**Material provided:**
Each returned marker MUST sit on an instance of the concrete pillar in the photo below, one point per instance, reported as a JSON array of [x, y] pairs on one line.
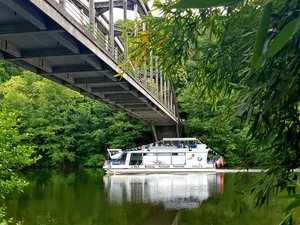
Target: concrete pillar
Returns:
[[111, 27], [107, 42], [168, 95], [92, 17], [154, 133], [156, 75], [145, 60], [135, 17], [165, 90], [151, 73], [63, 3], [161, 85], [126, 35]]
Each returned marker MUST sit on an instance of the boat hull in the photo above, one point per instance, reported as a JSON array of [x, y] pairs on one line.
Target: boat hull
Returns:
[[157, 170]]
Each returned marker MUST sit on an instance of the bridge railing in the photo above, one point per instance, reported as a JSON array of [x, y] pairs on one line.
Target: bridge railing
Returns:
[[150, 76]]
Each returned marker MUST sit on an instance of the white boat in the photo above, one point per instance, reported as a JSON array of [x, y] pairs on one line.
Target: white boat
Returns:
[[171, 155]]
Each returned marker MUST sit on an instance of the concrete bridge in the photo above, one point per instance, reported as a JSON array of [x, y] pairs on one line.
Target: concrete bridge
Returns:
[[76, 44]]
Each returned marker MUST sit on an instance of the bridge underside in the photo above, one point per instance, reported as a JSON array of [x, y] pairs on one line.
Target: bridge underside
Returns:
[[41, 37]]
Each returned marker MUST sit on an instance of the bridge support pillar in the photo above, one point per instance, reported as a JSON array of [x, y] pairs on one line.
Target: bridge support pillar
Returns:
[[165, 131]]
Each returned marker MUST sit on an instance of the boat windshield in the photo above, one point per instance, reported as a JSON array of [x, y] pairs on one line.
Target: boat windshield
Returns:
[[120, 160], [181, 142]]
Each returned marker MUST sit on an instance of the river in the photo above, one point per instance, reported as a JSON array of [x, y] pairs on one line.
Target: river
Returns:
[[89, 197]]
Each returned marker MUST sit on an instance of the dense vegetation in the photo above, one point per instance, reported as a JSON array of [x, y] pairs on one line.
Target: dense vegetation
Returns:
[[236, 73], [46, 125], [240, 58]]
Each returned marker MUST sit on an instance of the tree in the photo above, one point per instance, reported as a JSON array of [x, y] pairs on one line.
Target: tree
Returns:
[[247, 52], [14, 155]]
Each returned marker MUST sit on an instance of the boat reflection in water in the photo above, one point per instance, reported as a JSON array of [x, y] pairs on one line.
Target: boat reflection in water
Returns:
[[174, 191]]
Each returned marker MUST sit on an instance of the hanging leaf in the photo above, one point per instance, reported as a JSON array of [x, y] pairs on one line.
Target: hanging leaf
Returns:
[[282, 38], [199, 4], [119, 74], [261, 37]]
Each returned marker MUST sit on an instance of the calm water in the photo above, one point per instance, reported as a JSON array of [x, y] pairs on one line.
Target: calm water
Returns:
[[87, 197]]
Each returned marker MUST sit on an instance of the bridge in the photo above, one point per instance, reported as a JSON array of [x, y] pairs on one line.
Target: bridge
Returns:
[[76, 44]]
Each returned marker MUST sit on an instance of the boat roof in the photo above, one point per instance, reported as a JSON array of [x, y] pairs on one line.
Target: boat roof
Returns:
[[180, 139]]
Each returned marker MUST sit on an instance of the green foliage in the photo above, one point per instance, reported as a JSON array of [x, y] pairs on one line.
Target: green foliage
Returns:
[[67, 128], [246, 55], [14, 155], [185, 4]]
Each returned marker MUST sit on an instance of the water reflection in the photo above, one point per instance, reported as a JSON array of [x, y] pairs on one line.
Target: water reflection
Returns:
[[174, 191]]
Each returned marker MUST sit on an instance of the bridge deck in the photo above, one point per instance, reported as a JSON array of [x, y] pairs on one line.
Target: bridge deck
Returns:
[[41, 36]]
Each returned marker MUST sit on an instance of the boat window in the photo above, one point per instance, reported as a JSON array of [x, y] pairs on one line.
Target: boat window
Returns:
[[121, 160], [149, 154], [178, 153], [164, 153], [136, 159]]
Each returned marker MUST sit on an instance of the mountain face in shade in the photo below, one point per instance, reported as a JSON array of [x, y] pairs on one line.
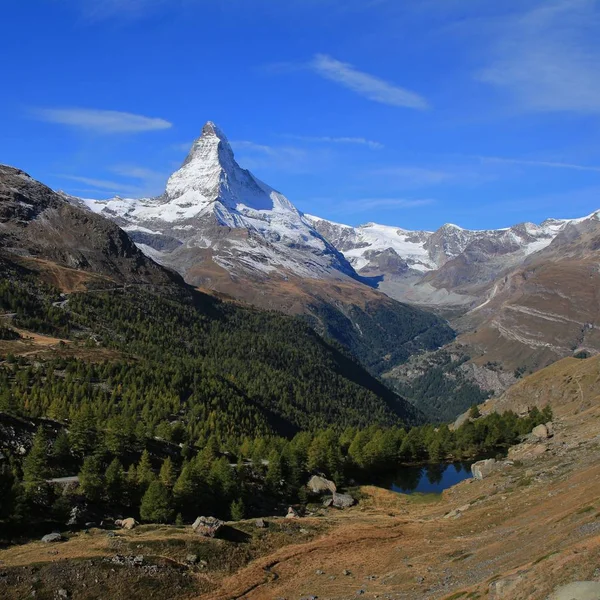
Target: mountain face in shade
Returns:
[[215, 213], [40, 230]]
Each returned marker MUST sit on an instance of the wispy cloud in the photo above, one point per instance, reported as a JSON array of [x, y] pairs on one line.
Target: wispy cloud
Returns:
[[548, 57], [408, 175], [538, 163], [365, 84], [146, 181], [363, 205], [347, 75], [100, 121], [105, 185], [324, 139]]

**Request:**
Render all of the data above as a JSON list of strings, one string per line and no blank lines. Leave the pictures out.

**The reply:**
[
  "Each returned marker MUST sit on an instance of the concrete pillar in the photo below, one point per instance, reported as a JSON array of [x, y] pairs on one line.",
  "Target: concrete pillar",
  "Returns:",
  "[[111, 27], [107, 42], [168, 95], [92, 17], [154, 133], [156, 75], [145, 60], [135, 17], [165, 90], [151, 73], [63, 3], [161, 85], [126, 35]]",
  "Each returned marker MUST sit on an instance of the boat hull in the photo above, one point per instance, reported as a JSON array of [x, y] pairs on one line.",
  "Target: boat hull",
  "Returns:",
  "[[157, 170]]",
  "Each returned marker MUST sit on an instance of the bridge railing in the photo above, one point per instance, reported as a JSON array of [x, y] pairs on one line.",
  "Target: bridge railing",
  "Returns:",
  "[[150, 76]]",
  "Each returned marker MUST sit on an instance of the white boat in the photo above, one point per instance, reported as a JSON array of [x, y] pairs on one line.",
  "Target: white boat",
  "Returns:",
  "[[171, 155]]",
  "Each returned marker MUST sit on an instance of the concrete bridge in the photo above, one point per instance, reported as a JSON array of [x, y] pairs on one line.",
  "Target: concrete bridge",
  "Returns:",
  "[[76, 44]]",
  "Each returned marker MUST sit on an instance of the bridge underside in the photo above, one point per instance, reported as a JSON array of [x, y] pairs on one line.",
  "Target: bridge underside",
  "Returns:",
  "[[41, 37]]",
  "Each returned marker MUST sit on an instance of the bridge support pillar in the photo above, one point per instance, reported as a JSON array of [x, y] pairs on one line.",
  "Target: bridge support pillar",
  "Returns:",
  "[[165, 131]]",
  "Each returned marker MUST sit on an instance of the boat windshield in the photo above, one point per instance, reported as a JSON array of [x, y] pairs on one line.",
  "Target: boat windshield",
  "Returns:",
  "[[120, 160], [181, 142]]",
  "Each returned marker MUST sit on an instance of the river in the photo above, one point per instance, reported as a JSON array of [x, y] pairs on one line.",
  "Target: river",
  "Returns:",
  "[[89, 197]]",
  "Each returned marker MUST sit on an instance of the dense vegetation in the photo above, one point per instance, reported as a JSON array of [x, y] pairs on one line.",
  "Target: dense vegetation",
  "Returns:",
  "[[236, 73], [46, 125], [240, 58]]",
  "Each returned marker MUST sit on an instance of the tree in the photo above, one point per instance, reported as a JSON array of [x, y] pairs on one line.",
  "Target: tree",
  "Returns:",
  "[[247, 52], [14, 155]]",
  "Each returned marker MUST sit on an instance of the boat reflection in water in the photo above, one point per instance, reported as a JSON array of [x, y] pairs on one line.",
  "Target: boat reflection in water",
  "Returns:",
  "[[174, 191]]",
  "Each returned marker MUST sit on an instance of the hanging leaf in the photo above, one point per instance, reported as a JSON array of [x, y] pairs on one line.",
  "Target: hanging leaf",
  "Returns:",
  "[[282, 38], [199, 4], [119, 74], [261, 37]]",
  "Each returned marker MUST sit on an instance of the calm water in the photo above, one point per instance, reported as a JSON array of [x, y] pairs on one line.",
  "Target: calm water",
  "Returns:",
  "[[87, 197]]",
  "Each returned marker MUST sit on an instance of the bridge in the photo above, one point per instance, reported as a JSON array of [x, y] pairs on one line.",
  "Target: bridge",
  "Returns:",
  "[[76, 44]]",
  "Each returned marker MUST sit on an instance of the boat roof in the photo above, one point per instance, reported as a JSON array of [x, y] pairs on one line.",
  "Target: boat roof",
  "Returns:",
  "[[180, 139]]",
  "Each returned marker MUST sit on an instance of the green foliage in the photo above, one point per instance, reported as a JSON array of [x, y] pairs on one line.",
  "Target: green foliage",
  "Returns:",
  "[[67, 128], [246, 55], [14, 155], [185, 4]]",
  "Each returned marker MUST sit on an instance of the water reflection in the photo above, one point per instance, reported as a JSON array of [x, y] pairs on one line.",
  "Target: water reflection",
  "Returns:",
  "[[174, 191]]",
  "Each returned marker MUST sit on an instance of the bridge deck in the photo above, one point per instance, reported as a JSON array of [x, y] pairs on one line.",
  "Target: bridge deck",
  "Returns:",
  "[[41, 36]]",
  "Each returned marker MUST sit on an instance of the boat window in the photo above, one point per instance, reported as a JSON array of [x, y] pairs on one line.",
  "Target: boat window",
  "Returns:",
  "[[121, 160], [149, 154], [178, 153], [164, 153], [136, 159]]",
  "Each returned marker MUST sit on an instance of the mountain face in shade in the photo below, one point per instance, reported as a JSON array of [x, y] pairs on one line.",
  "Target: mountain face in shade",
  "Returns:",
  "[[215, 213], [40, 230]]",
  "Each returned marker MUST sit on an instance of the wispy cloud in the photo above, one point per instance, reported as a JSON array of [x, y] pairs on one line.",
  "Target: wispy cloud",
  "Returns:",
  "[[548, 57], [408, 175], [538, 163], [365, 84], [146, 181], [363, 205], [347, 75], [100, 121], [105, 185], [324, 139]]"
]